__To do__. Retype the stretch of the text on Google E-E-A-T from "Why It Matters" through "systems increasingly prioritize." with every word and mark kept as is.

__Passage to read__.
■ ■ ■ ■ ■ ■ ■

Google's framework for evaluating content quality through Experience, Expertise, Authoritativeness, and Trustworthiness signals.
Google E-E-A-T is Google's quality evaluation framework that assesses content and websites based on four key factors: Experience, Expertise, Authoritativeness, and Trustworthiness. Originally known as E-A-T, Google added "Experience" in 2022 to emphasize first-hand knowledge and practical experience in content creation.
This framework primarily impacts YMYL (Your Money or Your Life) topics like health, finance, legal advice, and safety information, where poor content could significantly harm users. Google's human quality raters use E-E-A-T guidelines to evaluate search results, helping train algorithmic updates that reward high-quality content and demote low-quality or potentially harmful information.
Why It Matters for AI SEO
E-E-A-T has become increasingly critical as AI-generated content floods search results. Google's algorithms now actively detect and filter content that lacks genuine expertise or real-world experience, making traditional AI content strategies less effective. The Helpful Content Update and other core algorithm changes specifically target content that appears to be written primarily for search engines rather than humans. AI tools can help identify E-E-A-T opportunities by analyzing competitor content depth, suggesting expert sources to cite, and optimizing for semantic relevance. However, they cannot replace the fundamental requirement for genuine expertise and first-hand experience that Google's systems increasingly prioritize.

■ ■ ■ ■ ■ ■ ■

__Extracted entries__.
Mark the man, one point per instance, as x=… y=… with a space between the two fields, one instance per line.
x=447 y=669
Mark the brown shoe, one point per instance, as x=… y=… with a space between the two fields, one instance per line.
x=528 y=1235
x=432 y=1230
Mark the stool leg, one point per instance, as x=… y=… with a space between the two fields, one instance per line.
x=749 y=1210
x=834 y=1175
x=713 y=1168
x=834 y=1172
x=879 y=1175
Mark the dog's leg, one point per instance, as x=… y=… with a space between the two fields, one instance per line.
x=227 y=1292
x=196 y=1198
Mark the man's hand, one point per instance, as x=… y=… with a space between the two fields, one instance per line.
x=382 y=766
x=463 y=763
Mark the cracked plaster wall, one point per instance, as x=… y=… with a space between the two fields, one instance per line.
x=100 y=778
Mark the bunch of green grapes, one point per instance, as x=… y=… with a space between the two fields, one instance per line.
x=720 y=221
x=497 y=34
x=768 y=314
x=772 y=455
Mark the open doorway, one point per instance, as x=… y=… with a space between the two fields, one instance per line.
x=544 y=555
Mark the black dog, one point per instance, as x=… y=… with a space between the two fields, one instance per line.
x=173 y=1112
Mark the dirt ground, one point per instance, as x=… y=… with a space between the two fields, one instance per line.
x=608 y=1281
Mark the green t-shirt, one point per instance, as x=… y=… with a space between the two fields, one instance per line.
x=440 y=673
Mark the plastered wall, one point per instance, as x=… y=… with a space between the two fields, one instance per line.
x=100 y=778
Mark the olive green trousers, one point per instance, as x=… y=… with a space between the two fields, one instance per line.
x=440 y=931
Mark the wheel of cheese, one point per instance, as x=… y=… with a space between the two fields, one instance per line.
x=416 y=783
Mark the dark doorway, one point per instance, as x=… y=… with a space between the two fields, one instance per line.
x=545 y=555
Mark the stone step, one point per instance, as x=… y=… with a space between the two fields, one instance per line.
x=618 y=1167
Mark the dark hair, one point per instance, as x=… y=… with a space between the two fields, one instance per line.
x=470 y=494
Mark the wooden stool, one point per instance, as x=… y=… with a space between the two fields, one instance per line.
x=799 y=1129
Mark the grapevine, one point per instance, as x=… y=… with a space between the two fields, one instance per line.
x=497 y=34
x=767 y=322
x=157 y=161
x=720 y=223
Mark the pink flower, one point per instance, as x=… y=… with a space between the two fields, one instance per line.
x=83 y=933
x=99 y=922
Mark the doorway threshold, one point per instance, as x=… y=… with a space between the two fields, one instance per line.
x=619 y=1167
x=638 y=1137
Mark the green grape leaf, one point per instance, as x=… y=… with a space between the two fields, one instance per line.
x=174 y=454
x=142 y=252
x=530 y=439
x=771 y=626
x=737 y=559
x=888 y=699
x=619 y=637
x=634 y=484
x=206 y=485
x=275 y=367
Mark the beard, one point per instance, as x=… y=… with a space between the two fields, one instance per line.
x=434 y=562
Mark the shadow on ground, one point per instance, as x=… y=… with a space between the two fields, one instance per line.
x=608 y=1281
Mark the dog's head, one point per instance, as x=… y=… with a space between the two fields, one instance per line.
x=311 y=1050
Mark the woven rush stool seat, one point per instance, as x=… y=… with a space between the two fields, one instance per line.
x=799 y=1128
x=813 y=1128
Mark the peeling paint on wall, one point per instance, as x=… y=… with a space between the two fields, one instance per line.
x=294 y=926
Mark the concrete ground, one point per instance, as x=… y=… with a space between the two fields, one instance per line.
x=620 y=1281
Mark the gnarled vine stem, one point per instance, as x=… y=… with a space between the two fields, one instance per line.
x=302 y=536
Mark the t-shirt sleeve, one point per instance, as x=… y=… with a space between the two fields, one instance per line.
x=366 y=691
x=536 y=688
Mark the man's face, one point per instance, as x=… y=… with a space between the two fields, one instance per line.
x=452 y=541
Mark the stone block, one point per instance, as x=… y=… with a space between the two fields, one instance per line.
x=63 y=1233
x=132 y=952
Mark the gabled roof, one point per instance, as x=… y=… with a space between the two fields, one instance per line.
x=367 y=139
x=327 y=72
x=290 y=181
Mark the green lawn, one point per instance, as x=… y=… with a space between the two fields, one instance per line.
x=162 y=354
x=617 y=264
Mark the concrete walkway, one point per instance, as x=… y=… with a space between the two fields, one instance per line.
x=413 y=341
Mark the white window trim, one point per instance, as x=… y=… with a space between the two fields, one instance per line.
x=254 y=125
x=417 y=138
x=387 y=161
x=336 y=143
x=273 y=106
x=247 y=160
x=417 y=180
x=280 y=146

■ ■ ■ ■ ■ ■ ■

__Written reply__.
Why It Matters for AI SEO
E-E-A-T has become increasingly critical as AI-generated content floods search results. Google's algorithms now actively detect and filter content that lacks genuine expertise or real-world experience, making traditional AI content strategies less effective. The Helpful Content Update and other core algorithm changes specifically target content that appears to be written primarily for search engines rather than humans. AI tools can help identify E-E-A-T opportunities by analyzing competitor content depth, suggesting expert sources to cite, and optimizing for semantic relevance. However, they cannot replace the fundamental requirement for genuine expertise and first-hand experience that Google's systems increasingly prioritize.